INPUT DATA »
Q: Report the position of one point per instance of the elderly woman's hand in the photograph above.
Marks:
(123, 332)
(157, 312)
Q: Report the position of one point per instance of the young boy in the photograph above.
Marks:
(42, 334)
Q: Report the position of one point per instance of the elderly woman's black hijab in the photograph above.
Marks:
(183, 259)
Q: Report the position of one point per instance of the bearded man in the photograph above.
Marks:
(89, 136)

...

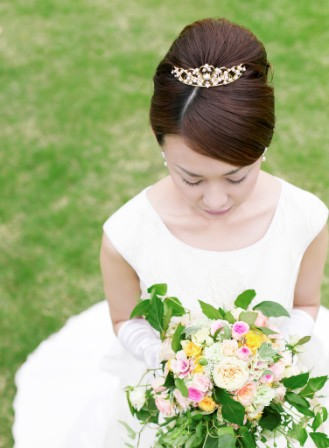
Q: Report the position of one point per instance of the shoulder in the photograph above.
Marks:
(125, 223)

PROBLEM »
Return each line of the data above that contains the word "position". Copy those lines unchanged.

RESPONSE »
Q: Report the position of one point per instance of the elderly woman's hand in the photograph above.
Q: Report the position of one point per instance of the young boy in the photograph above.
Q: Report the position of one point per instance of the elderly woman's black hijab in the photograph above.
Q: Report the position of one point per instance of the bearded man in the photograph above.
Q: Report the position of one point per instance of the shoulder in the photograph above.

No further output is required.